● Required action A: Duplicate the stretch of the banner article from "The banner was" through "and 10-year-old Cooper.", word for word.
● Required action B: Please pick up the article about the police officer's banner after its final sentence and carry it on.

● Text section:
****
Memorial Honoring Fallen Cop Declared 'Insult To Veterans,' City Orders Removal
Vandergrift, PA – The Vandergrift borough council has determined that a Hometown Hero banner honoring a fallen police officer is an “insult to veterans,” and voted to have it removed from a utility pole outside the local police department.
“If they wanted to honor first responders, there’s another way they could do it,” council member James Rametta said after the five-to-one vote on Tuesday, according to the Pittsburgh Tribune-Review.
“As far as I’m concerned, it’s an insult to veterans to have anyone up there besides veterans,” he said.
Despite the council’s opinion, the Hometown Hero banner program was never specifically intended to only recognize veterans, the Vandergrift Fire Department No. 1 told the news outlet.
The fire department established the program in the fall of 2016, after obtaining permission from the council to hang banners from local utility poles, Hometown Hero founder and firefighter Ashleigh Hannigan said.
“I’m still in shock,” said Hannigan, who put up the money to have the banner created. “This whole thing has gotten so twisted, and it breaks my heart.”
The banner was installed on a pole outside the police department to recognize the service of 21-year Vandergrift Police Officer Robert Kirkland, who passed away in June due to complications from sepsis.
Officer Kirkland, 44, left behind his wife, Vicki, and their sons, 13-year-old Connor and 10-year-old Cooper.
****
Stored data
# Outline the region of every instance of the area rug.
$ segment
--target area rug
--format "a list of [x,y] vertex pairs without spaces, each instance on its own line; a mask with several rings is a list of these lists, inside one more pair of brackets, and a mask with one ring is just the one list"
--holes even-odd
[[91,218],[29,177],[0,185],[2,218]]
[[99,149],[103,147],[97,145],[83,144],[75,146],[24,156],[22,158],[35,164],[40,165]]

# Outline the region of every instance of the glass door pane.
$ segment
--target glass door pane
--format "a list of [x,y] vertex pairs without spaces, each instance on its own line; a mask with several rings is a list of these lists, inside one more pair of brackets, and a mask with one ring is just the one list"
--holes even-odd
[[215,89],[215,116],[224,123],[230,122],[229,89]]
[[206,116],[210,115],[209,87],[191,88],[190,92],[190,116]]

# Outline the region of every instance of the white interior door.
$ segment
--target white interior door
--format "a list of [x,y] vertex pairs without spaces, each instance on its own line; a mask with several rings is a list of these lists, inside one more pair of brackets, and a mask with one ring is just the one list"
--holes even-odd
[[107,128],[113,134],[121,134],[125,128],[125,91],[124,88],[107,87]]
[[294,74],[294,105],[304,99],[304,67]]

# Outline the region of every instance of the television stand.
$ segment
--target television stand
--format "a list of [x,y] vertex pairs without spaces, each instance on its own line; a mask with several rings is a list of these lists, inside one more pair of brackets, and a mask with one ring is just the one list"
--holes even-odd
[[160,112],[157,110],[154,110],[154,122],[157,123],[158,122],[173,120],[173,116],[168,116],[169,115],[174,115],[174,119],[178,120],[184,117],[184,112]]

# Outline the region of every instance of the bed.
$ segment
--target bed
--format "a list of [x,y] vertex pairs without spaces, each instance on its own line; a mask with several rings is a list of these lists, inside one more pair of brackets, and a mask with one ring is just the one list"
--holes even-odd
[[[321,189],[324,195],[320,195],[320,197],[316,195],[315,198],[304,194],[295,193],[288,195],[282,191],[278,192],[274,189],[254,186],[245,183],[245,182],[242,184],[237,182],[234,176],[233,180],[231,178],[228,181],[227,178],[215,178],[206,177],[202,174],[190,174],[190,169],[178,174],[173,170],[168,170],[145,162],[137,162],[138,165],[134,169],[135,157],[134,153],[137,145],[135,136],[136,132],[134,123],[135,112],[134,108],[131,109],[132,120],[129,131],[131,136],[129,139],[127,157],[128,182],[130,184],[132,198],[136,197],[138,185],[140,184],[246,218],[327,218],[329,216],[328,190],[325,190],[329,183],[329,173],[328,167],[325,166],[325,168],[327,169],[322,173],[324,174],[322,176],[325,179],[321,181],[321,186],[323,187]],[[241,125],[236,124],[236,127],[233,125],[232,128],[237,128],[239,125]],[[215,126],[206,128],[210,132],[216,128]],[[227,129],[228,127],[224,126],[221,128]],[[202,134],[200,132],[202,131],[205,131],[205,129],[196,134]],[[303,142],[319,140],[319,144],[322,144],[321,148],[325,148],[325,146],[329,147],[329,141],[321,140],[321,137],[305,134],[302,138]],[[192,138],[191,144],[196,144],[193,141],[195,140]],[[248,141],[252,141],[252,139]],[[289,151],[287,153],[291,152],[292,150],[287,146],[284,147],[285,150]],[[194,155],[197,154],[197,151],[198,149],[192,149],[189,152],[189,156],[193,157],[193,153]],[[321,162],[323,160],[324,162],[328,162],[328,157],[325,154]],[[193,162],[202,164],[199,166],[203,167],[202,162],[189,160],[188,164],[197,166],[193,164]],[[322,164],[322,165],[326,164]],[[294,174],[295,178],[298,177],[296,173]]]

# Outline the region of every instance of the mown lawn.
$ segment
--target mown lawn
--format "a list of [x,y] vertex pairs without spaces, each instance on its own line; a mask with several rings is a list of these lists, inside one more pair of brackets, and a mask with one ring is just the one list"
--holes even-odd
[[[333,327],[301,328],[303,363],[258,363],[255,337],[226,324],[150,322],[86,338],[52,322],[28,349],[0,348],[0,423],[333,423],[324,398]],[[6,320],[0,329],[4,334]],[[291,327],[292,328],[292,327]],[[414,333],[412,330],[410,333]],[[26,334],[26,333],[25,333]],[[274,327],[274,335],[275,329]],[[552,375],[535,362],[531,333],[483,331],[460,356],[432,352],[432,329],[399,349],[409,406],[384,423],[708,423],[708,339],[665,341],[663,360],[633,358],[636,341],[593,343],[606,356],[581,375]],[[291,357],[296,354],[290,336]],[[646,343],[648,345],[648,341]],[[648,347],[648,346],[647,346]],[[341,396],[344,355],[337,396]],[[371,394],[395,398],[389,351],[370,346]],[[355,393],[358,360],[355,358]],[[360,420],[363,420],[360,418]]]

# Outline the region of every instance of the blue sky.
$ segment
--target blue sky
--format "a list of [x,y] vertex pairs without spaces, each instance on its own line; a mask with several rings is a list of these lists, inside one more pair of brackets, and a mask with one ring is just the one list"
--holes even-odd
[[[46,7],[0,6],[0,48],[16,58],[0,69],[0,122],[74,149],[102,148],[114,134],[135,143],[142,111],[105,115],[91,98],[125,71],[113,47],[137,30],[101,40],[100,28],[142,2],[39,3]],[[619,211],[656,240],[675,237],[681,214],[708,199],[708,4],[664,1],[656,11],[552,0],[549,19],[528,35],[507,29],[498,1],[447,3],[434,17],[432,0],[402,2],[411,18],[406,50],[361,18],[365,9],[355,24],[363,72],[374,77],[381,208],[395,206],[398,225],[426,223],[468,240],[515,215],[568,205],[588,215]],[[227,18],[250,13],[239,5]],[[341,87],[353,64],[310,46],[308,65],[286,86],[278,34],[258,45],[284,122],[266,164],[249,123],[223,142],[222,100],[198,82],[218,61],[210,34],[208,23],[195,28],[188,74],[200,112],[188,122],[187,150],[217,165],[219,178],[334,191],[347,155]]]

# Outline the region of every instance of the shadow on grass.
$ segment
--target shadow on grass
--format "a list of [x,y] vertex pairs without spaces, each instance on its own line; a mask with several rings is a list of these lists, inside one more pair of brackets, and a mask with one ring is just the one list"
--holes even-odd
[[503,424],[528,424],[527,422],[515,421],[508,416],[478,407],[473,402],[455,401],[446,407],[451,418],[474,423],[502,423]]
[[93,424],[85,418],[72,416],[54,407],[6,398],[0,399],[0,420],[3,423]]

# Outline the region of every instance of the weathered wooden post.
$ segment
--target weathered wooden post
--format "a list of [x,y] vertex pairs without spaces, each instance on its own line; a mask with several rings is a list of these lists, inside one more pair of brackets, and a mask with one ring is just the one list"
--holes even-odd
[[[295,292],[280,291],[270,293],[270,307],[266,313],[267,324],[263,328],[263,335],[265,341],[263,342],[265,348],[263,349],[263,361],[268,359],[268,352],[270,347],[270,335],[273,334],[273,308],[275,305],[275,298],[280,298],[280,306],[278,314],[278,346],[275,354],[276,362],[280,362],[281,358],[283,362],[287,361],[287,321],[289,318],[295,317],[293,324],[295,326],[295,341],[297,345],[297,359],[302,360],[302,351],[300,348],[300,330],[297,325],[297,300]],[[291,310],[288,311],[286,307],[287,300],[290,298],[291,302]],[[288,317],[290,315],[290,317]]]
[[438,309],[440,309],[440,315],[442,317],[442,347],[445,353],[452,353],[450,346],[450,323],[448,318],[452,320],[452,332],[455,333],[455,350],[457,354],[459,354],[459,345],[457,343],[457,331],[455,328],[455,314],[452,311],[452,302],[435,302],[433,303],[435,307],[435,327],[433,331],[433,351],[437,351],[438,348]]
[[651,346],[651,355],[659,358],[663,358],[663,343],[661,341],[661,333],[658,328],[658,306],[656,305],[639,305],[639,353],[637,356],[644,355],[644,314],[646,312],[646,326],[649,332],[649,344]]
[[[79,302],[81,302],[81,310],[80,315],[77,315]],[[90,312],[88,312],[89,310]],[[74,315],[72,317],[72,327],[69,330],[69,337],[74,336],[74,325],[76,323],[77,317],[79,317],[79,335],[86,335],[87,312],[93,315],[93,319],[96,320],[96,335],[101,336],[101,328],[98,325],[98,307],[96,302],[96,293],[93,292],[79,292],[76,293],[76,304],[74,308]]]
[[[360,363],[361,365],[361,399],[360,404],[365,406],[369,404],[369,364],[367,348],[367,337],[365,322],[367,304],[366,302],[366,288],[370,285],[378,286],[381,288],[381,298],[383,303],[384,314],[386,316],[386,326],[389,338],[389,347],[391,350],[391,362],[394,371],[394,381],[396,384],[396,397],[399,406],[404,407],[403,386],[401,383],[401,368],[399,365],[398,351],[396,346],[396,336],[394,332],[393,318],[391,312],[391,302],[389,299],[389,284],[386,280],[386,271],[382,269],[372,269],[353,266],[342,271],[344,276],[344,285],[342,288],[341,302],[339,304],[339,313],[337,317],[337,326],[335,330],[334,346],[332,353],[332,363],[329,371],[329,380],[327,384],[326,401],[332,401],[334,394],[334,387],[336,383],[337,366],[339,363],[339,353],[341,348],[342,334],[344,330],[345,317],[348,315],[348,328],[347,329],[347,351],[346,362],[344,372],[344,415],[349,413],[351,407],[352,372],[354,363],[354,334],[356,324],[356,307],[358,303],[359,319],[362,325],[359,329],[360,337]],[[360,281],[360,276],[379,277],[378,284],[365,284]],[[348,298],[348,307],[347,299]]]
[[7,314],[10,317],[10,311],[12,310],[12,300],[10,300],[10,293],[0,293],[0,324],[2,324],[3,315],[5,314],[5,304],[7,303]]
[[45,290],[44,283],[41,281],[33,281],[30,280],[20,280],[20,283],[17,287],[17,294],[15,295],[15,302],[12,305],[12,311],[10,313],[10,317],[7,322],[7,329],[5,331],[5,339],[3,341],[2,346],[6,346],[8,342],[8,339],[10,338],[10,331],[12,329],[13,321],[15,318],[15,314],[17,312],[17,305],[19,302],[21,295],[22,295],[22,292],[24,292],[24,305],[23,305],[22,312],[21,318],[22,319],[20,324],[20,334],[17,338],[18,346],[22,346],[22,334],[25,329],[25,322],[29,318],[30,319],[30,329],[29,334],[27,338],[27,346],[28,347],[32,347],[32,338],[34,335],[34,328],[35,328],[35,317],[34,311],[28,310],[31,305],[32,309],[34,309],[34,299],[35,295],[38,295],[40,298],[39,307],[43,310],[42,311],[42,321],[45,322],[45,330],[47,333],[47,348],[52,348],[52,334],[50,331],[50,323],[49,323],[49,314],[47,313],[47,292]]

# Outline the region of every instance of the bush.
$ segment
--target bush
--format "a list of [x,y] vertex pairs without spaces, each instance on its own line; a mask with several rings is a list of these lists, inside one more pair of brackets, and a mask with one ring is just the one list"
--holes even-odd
****
● Task answer A:
The banner was installed on a pole outside the police department to recognize the service of 21-year Vandergrift Police Officer Robert Kirkland, who passed away in June due to complications from sepsis.
Officer Kirkland, 44, left behind his wife, Vicki, and their sons, 13-year-old Connor and 10-year-old Cooper.

● Task answer B:
“They’ve always been so proud of him for being a police officer,” the grieving widow told the Pittsburgh Tribune-Review. “That’s what they have left — they have a picture of their dad in a police uniform hanging at the police station.”
When she learned that city leaders had voted to remove the memorial banner, it only contributed to the sense of loss her family was already enduring, she said.
“There’s a grieving family behind that [banner]…It represents somebody,” Vicki explained. “It hasn’t even been three months [since his death]. We’re still grieving…Why in the world do I have to fight over a banner?”
Officer Kirkland’s friends and coworkers described him as a devoted family man, who was known to go the extra mile to help those in need in his community.
When a fellow officer’s infant daughter needed surgery in 2008, Officer Kirkland spearheaded a fundraiser to help with their expenses, the Pittsburgh Tribune-Review reported.
“He was always truthful and you could always count on him,” Mayor Barbara Turiak said.
But despite having served the community for over two decades, the borough council disagreed with honoring Officer Kirkland as a Hometown Hero.
Council President Kathy Chvala argued that it “would have been nice” if the department had asked the council prior to putting the banner up in the first place, the Pittsburgh Tribune-Review reported.
The council also claimed that the local VFW and American Legion posts had approached them to express their disagreement with a non-veteran being honored with a banner.
But representatives of both posts expressed very different views when approached by the Pittsburgh Tribune-Review.
“I don’t have a problem with it at all,” American Legion Post 114 Commander Gilbert Hanan said, according to the news outlet. “The logo is Hometown Hero — who said they have to be military?”
VFW Post 566 Commander Carl Trusiak seemed to agree.
“Our official stance is we are not running the project and nobody has asked us for input into the project,” Trusiak said. “Therefore, it is solely up to the people running the project what they wish to do with it.”
Because the Hometown Hero project is not the borough’s undertaking, the municipality isn’t the one responsible for removing the banner, Chvala said.
Hannigan said she hopes an agreement can be reached to leave Officer Kirkland’s banner in place.
“I’m not taking it down until I’m reached out to and told, and then we’ll go from there,” she said. “I’m really hoping I don’t have to.”